Problem yok

In questi giorni in cui siamo costretti a casa abbiamo pensato di proporvi qualche articolo sui viaggi più belli pubblicati da Skialper. Per tornare presto in questi incredibili luoghi. 

Andiamo a sciare in Georgia, questo era l’obiettivo. In Georgia abbiamo passato due giorni. E non ci siamo mossi da Tbilisi. Partenza ore 9.10 del 18 marzo 2019. Una volta atterrati a Istanbul, Achille e io ci siamo subito divisi: lui si è lanciato in una corsa contro il tempo per recuperare il furgone dal meccanico prima che chiudesse, mentre io sono rimasta in aeroporto ad attendere i nostri due bagagli sportivi e quelli normali. Achille ha varcato la soglia del meccanico alle 17.58, riuscendo a prendere la chiave del nostro grande compagno a quattro ruote, mentre io l’ho raggiunto una mezzoretta dopo con tutta la nostra ingombrante attrezzatura. Il furgone risiedeva ormai tra quelle mura da un paio di mesi, durante i quali, nonostante la lunga permanenza, non gli era mai stata sistemata la quinta marcia: per cui, era ufficiale, avremmo affrontato il nostro viaggio con quattro marce, massima velocità 80 chilometri/ora.

## COSE DA FARE
1. Stampa il brano sul viaggio in Georgia da "Problem yok" fino a "questi incredibili luoghi." incluso, senza alcuna modifica.
2. Nelle voci dalla riga con "Target: white license plate" fino alla fine delle voci, rinomina "instance" in "occurrence" e lascia invariato tutto il resto. Riporta soltanto queste righe, senza le immagini.

## ESTRATTO DATI
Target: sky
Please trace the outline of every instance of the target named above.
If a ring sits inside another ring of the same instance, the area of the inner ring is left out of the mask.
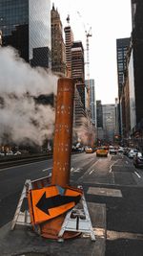
[[[95,98],[102,104],[114,104],[117,97],[116,39],[132,33],[131,0],[53,0],[63,27],[70,14],[74,40],[86,51],[86,32],[90,32],[90,79],[95,82]],[[90,31],[90,28],[92,30]],[[64,33],[63,33],[64,36]],[[87,64],[85,64],[87,77]]]

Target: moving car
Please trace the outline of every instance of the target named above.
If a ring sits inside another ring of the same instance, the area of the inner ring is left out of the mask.
[[[111,148],[110,149],[110,154],[116,154],[116,149]]]
[[[142,152],[137,152],[136,155],[133,157],[133,165],[135,167],[143,167],[143,154]]]
[[[92,147],[86,147],[85,151],[87,153],[90,153],[90,152],[93,152],[94,151],[93,151],[93,149]]]
[[[96,156],[108,156],[108,150],[106,147],[99,147],[96,150]]]
[[[130,151],[128,152],[128,157],[129,158],[133,158],[138,151],[136,149],[131,149]]]

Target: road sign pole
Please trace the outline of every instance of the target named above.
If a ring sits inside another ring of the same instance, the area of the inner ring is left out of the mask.
[[[51,184],[61,187],[70,183],[73,98],[73,80],[60,78],[57,84]]]

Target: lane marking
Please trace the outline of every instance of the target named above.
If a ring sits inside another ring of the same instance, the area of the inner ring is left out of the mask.
[[[93,172],[93,171],[94,171],[94,170],[92,170],[92,171],[90,172],[90,174],[89,174],[89,175],[91,175],[92,174],[92,172]]]
[[[98,238],[106,237],[106,229],[101,227],[93,227],[93,233]],[[90,237],[90,234],[84,233],[83,237]],[[129,239],[129,240],[139,240],[143,241],[143,234],[139,233],[129,233],[129,232],[120,232],[107,230],[107,240],[113,241],[117,239]]]
[[[110,166],[110,173],[112,173],[112,166],[115,164],[115,163],[117,163],[119,161],[119,159],[117,159],[114,163],[112,163],[111,166]],[[120,165],[119,165],[120,166]]]
[[[141,178],[141,176],[138,175],[137,172],[134,172],[134,174],[135,174],[139,178]]]
[[[46,172],[46,171],[49,171],[49,170],[51,170],[52,167],[50,167],[50,168],[47,168],[47,169],[43,169],[42,172]]]
[[[104,196],[104,197],[113,197],[122,198],[122,192],[119,189],[105,188],[105,187],[90,187],[87,194]]]
[[[49,160],[49,159],[48,159]],[[28,164],[19,164],[19,165],[15,165],[15,166],[10,166],[10,167],[6,167],[6,168],[2,168],[2,169],[0,169],[0,173],[1,172],[4,172],[4,171],[6,171],[6,170],[10,170],[10,169],[12,169],[12,168],[14,168],[14,169],[17,169],[17,168],[19,168],[19,167],[24,167],[24,166],[27,166],[27,165],[36,165],[37,163],[42,163],[42,162],[45,162],[45,161],[48,161],[48,160],[42,160],[42,161],[37,161],[37,162],[33,162],[33,163],[28,163]]]

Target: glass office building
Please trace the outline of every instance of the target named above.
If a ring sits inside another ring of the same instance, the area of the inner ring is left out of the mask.
[[[31,65],[51,66],[51,1],[0,0],[3,46],[11,45]]]

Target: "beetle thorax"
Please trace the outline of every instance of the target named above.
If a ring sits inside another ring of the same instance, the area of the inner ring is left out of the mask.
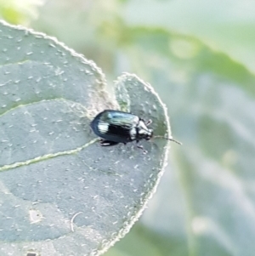
[[[137,125],[137,139],[150,139],[152,137],[153,130],[148,128],[144,120],[140,119]]]

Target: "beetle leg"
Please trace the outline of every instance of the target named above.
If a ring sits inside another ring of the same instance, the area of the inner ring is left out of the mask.
[[[118,144],[118,142],[106,140],[106,139],[101,139],[100,140],[101,146],[115,145],[117,145],[117,144]]]
[[[151,120],[151,119],[149,119],[149,120],[147,121],[147,122],[146,122],[146,126],[147,126],[147,125],[150,125],[151,122],[152,122],[152,120]]]
[[[137,146],[139,149],[142,150],[144,154],[147,154],[148,151],[145,151],[142,145],[137,145],[136,146]]]

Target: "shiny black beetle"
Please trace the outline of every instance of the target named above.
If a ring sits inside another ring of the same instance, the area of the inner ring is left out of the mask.
[[[101,145],[108,146],[134,140],[137,142],[141,139],[149,140],[153,136],[153,130],[147,127],[150,123],[151,120],[145,123],[143,119],[131,113],[105,110],[94,118],[90,126],[94,134],[103,139],[100,142]],[[162,136],[155,136],[154,138],[156,137],[181,144],[177,140]],[[139,145],[138,147],[143,148]]]

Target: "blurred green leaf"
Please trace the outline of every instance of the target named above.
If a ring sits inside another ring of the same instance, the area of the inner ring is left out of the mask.
[[[4,22],[0,30],[1,253],[98,255],[141,214],[167,141],[144,141],[146,155],[132,143],[100,147],[90,121],[118,107],[101,71],[44,34]],[[169,134],[150,85],[124,74],[116,91],[156,134]]]
[[[254,12],[255,3],[249,0],[129,0],[122,10],[129,26],[161,27],[193,36],[237,60],[253,73]]]

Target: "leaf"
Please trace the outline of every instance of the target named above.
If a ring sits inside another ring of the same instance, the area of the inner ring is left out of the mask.
[[[139,234],[161,255],[252,255],[255,77],[200,44],[186,60],[162,54],[167,35],[147,34],[133,35],[121,54],[157,86],[184,146],[173,146],[173,166],[143,215],[143,228],[128,236]],[[115,249],[135,255],[126,238]]]
[[[118,104],[95,64],[43,34],[4,22],[0,31],[1,254],[98,255],[141,214],[167,141],[141,142],[146,155],[135,143],[100,147],[89,123]],[[116,91],[169,134],[150,85],[124,74]]]
[[[221,0],[130,0],[122,11],[125,24],[133,27],[160,27],[196,37],[254,73],[254,2],[234,0],[229,7],[229,1]]]

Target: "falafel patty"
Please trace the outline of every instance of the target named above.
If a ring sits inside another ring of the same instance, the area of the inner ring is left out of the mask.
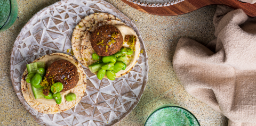
[[[47,69],[45,77],[48,82],[51,82],[53,79],[54,83],[62,83],[63,88],[61,92],[74,88],[79,80],[77,68],[73,64],[65,60],[52,63]]]
[[[123,38],[121,32],[115,27],[103,25],[98,27],[91,36],[92,47],[99,56],[109,56],[122,48]]]

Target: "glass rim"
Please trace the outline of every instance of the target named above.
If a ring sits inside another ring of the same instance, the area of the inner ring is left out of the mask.
[[[11,16],[11,13],[12,12],[12,2],[11,1],[11,0],[9,0],[10,1],[10,13],[9,13],[9,15],[8,16],[8,18],[7,19],[7,20],[6,21],[5,21],[5,22],[4,23],[4,25],[3,25],[2,26],[2,27],[0,27],[0,30],[1,30],[2,28],[3,28],[5,26],[5,24],[6,24],[7,22],[8,22],[8,21],[10,19],[10,17]]]
[[[144,124],[144,126],[146,126],[146,124],[147,124],[147,122],[148,122],[148,119],[149,119],[149,117],[154,114],[155,113],[155,112],[156,112],[156,111],[159,111],[160,110],[162,110],[163,108],[167,108],[167,107],[178,107],[178,108],[181,108],[187,112],[188,112],[188,113],[189,113],[189,114],[190,114],[196,120],[196,122],[197,122],[197,123],[198,124],[199,126],[201,126],[200,125],[200,123],[199,123],[199,121],[198,120],[197,120],[197,119],[196,117],[196,116],[192,113],[191,113],[190,112],[189,112],[189,111],[187,110],[187,109],[185,108],[183,108],[183,107],[180,107],[180,106],[173,106],[173,105],[170,105],[170,106],[164,106],[164,107],[160,107],[160,108],[158,108],[157,109],[156,109],[156,110],[155,110],[153,113],[151,113],[149,116],[148,117],[148,118],[147,119],[147,120],[146,120],[146,122],[145,122],[145,124]]]

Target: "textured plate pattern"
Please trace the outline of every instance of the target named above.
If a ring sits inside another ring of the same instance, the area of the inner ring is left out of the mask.
[[[67,51],[71,48],[71,37],[77,23],[85,16],[100,12],[117,16],[137,32],[144,52],[138,63],[129,74],[114,81],[99,80],[84,67],[86,90],[75,107],[55,114],[44,114],[31,108],[21,91],[26,64],[52,53],[70,54]],[[119,121],[138,104],[147,81],[148,70],[147,54],[136,26],[103,1],[62,1],[41,10],[21,30],[11,56],[11,79],[17,96],[35,120],[46,125],[109,125]]]
[[[126,0],[131,3],[143,6],[167,6],[179,3],[184,0]]]

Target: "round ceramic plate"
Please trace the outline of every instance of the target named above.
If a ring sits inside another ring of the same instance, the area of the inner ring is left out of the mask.
[[[84,67],[87,87],[77,105],[55,114],[38,113],[31,108],[21,91],[21,75],[26,65],[52,53],[71,55],[68,51],[71,49],[71,38],[77,23],[85,16],[100,12],[117,16],[136,32],[143,51],[137,64],[129,74],[114,81],[99,80]],[[136,26],[113,6],[101,0],[61,1],[43,9],[21,29],[11,56],[15,92],[35,120],[45,125],[110,125],[119,122],[139,102],[147,83],[148,66],[145,45]]]
[[[150,7],[167,6],[185,0],[125,0],[141,6]]]

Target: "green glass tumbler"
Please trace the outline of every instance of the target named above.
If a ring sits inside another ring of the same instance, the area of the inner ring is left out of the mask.
[[[145,126],[200,126],[187,110],[174,104],[162,105],[149,115]]]
[[[18,8],[16,0],[0,0],[0,32],[8,29],[15,22]]]

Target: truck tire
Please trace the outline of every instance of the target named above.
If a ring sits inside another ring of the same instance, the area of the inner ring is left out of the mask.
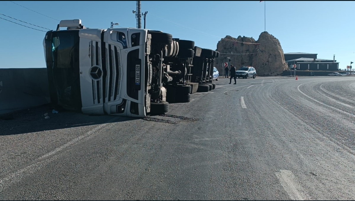
[[[191,95],[189,93],[184,95],[179,95],[175,100],[176,103],[188,103],[191,99]]]
[[[179,40],[179,44],[181,49],[193,49],[195,47],[195,42],[192,40]]]
[[[209,86],[207,85],[202,84],[198,85],[197,92],[208,92],[209,91]]]
[[[212,57],[213,57],[213,58],[214,58],[216,57],[216,56],[217,56],[217,52],[215,51],[214,51],[213,54],[212,55]]]
[[[211,57],[213,55],[213,50],[210,49],[202,49],[201,52],[202,57]]]
[[[190,93],[191,93],[191,85],[178,85],[176,91],[178,96]]]
[[[195,51],[192,49],[182,49],[179,51],[178,56],[181,58],[193,58]]]
[[[162,114],[168,112],[169,110],[169,103],[166,101],[160,101],[159,103],[151,103],[151,114]]]
[[[211,83],[211,84],[212,85],[212,89],[214,89],[216,88],[216,84],[215,84],[214,83]]]
[[[173,36],[169,33],[157,31],[149,31],[152,35],[152,42],[163,44],[170,44],[173,42]]]

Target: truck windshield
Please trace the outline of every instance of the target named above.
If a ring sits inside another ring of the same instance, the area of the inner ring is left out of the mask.
[[[79,66],[79,32],[54,32],[51,41],[53,77],[59,103],[81,108]]]

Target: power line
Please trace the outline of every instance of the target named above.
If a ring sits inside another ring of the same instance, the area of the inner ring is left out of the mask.
[[[184,26],[184,25],[180,25],[180,24],[178,24],[178,23],[175,23],[175,22],[172,22],[172,21],[170,21],[170,20],[166,20],[166,19],[165,19],[164,18],[163,18],[162,17],[159,17],[158,16],[157,16],[156,15],[154,15],[153,14],[151,14],[151,15],[153,15],[153,16],[154,16],[154,17],[158,17],[158,18],[160,18],[160,19],[164,20],[165,20],[166,21],[169,22],[170,23],[173,23],[175,24],[175,25],[178,25],[179,26],[180,26],[182,27],[184,27],[184,28],[187,28],[187,29],[189,29],[190,30],[192,30],[192,31],[196,31],[196,32],[198,32],[201,33],[203,33],[203,34],[205,34],[206,35],[209,36],[212,36],[213,37],[214,37],[215,38],[221,38],[221,39],[222,40],[226,40],[226,41],[231,41],[231,42],[235,42],[235,43],[243,43],[243,44],[244,44],[260,45],[260,44],[259,44],[259,43],[248,43],[248,42],[241,42],[241,41],[238,41],[237,40],[232,40],[231,39],[227,39],[226,38],[221,38],[220,37],[218,37],[218,36],[213,36],[213,35],[211,35],[211,34],[208,34],[208,33],[206,33],[202,32],[201,31],[198,31],[198,30],[194,29],[193,29],[190,28],[190,27],[186,27],[185,26]]]
[[[41,13],[39,13],[39,12],[37,12],[37,11],[34,11],[34,10],[31,10],[31,9],[29,9],[28,8],[26,7],[24,7],[24,6],[21,6],[21,5],[20,5],[20,4],[16,4],[16,3],[15,3],[13,1],[10,1],[10,2],[12,2],[12,3],[13,3],[14,4],[16,4],[16,5],[17,5],[18,6],[21,6],[21,7],[24,7],[24,8],[25,8],[25,9],[27,9],[29,10],[30,10],[31,11],[33,11],[34,12],[36,12],[36,13],[38,13],[39,14],[39,15],[43,15],[43,16],[45,16],[47,17],[48,17],[48,18],[50,18],[51,19],[53,19],[53,20],[56,20],[57,21],[60,21],[60,20],[57,20],[56,19],[54,19],[54,18],[53,18],[53,17],[49,17],[49,16],[47,16],[47,15],[43,15],[43,14],[42,14]]]
[[[2,17],[0,17],[0,19],[2,19],[2,20],[6,20],[6,21],[9,21],[9,22],[12,22],[13,23],[15,23],[15,24],[16,24],[17,25],[21,25],[21,26],[23,26],[24,27],[27,27],[28,28],[29,28],[30,29],[34,29],[34,30],[38,30],[38,31],[43,31],[43,32],[47,32],[43,31],[43,30],[40,30],[39,29],[35,29],[34,28],[33,28],[32,27],[28,27],[27,26],[25,26],[24,25],[21,25],[21,24],[19,24],[18,23],[17,23],[16,22],[12,22],[12,21],[10,21],[10,20],[6,20],[6,19],[4,19],[4,18],[2,18]]]
[[[26,24],[28,24],[29,25],[33,25],[34,26],[35,26],[36,27],[39,27],[40,28],[43,28],[43,29],[48,29],[49,30],[51,30],[51,29],[48,29],[48,28],[45,28],[44,27],[40,27],[39,26],[37,26],[37,25],[33,25],[33,24],[31,24],[31,23],[28,23],[28,22],[24,22],[23,21],[22,21],[22,20],[17,20],[17,19],[16,19],[16,18],[14,18],[13,17],[10,17],[10,16],[7,16],[7,15],[4,15],[3,14],[1,14],[1,13],[0,13],[0,15],[3,15],[4,16],[5,16],[6,17],[10,17],[10,18],[11,18],[12,19],[13,19],[14,20],[17,20],[18,21],[20,21],[20,22],[24,22],[25,23],[26,23]]]
[[[256,54],[256,53],[244,53],[244,54],[231,54],[231,53],[229,54],[229,53],[222,53],[220,52],[219,54],[229,54],[229,55],[243,55],[243,54]]]

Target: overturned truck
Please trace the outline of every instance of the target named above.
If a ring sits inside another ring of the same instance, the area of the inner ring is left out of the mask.
[[[219,53],[160,31],[87,28],[80,20],[62,20],[43,45],[51,102],[66,109],[144,117],[215,87]]]

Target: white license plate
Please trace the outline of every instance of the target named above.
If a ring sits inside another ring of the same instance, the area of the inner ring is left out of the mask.
[[[136,85],[141,83],[141,65],[136,65]]]

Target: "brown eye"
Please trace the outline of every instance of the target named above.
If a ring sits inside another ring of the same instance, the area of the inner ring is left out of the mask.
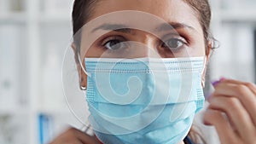
[[[117,50],[125,49],[127,46],[125,42],[118,39],[109,40],[105,44],[104,47],[109,50]]]
[[[165,49],[168,49],[170,50],[178,50],[181,49],[185,43],[183,40],[180,40],[178,38],[172,38],[167,41],[166,41],[162,47]]]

## ELENCO SOLUZIONI
1.
Problem yok

In questi giorni in cui siamo costretti a casa abbiamo pensato di proporvi qualche articolo sui viaggi più belli pubblicati da Skialper. Per tornare presto in questi incredibili luoghi.

2.
Target: white license plate
Please trace the outline of every occurrence of the target named above.
If a ring sits inside another ring of the same occurrence, the area of the inner ring is left out of the mask.
[[[136,85],[141,83],[141,65],[136,65]]]

Target: "brown eye"
Please trace the outline of every occurrence of the target named above.
If a ring sits inside another ring of the same occurrence, the area of the inner ring is left out of the mask.
[[[117,50],[125,49],[127,46],[125,42],[118,39],[109,40],[105,44],[104,47],[109,50]]]
[[[165,49],[168,49],[170,50],[178,50],[181,49],[185,43],[183,40],[180,40],[178,38],[172,38],[167,41],[166,41],[162,47]]]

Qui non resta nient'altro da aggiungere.